(Supplied information Opens)

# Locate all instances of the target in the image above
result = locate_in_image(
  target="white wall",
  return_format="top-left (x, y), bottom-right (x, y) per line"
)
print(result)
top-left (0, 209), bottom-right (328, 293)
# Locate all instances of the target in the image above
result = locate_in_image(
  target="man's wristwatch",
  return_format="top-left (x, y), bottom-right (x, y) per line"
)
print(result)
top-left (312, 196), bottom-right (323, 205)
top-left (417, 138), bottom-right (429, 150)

(Supplied information Closes)

■ Your task: Each record is to be given again in full, exactly as it reads.

■ Solution:
# Locate all instances of the target in the image above
result = locate_in_image(
  target="white wall",
  return_format="top-left (x, y), bottom-right (x, y) per line"
)
print(result)
top-left (0, 209), bottom-right (328, 293)
# Locate all instances of the target in the image above
result = locate_in_image(
  target="man's wristwatch",
  return_format="top-left (x, y), bottom-right (x, y) per line"
)
print(result)
top-left (312, 196), bottom-right (323, 205)
top-left (417, 138), bottom-right (429, 150)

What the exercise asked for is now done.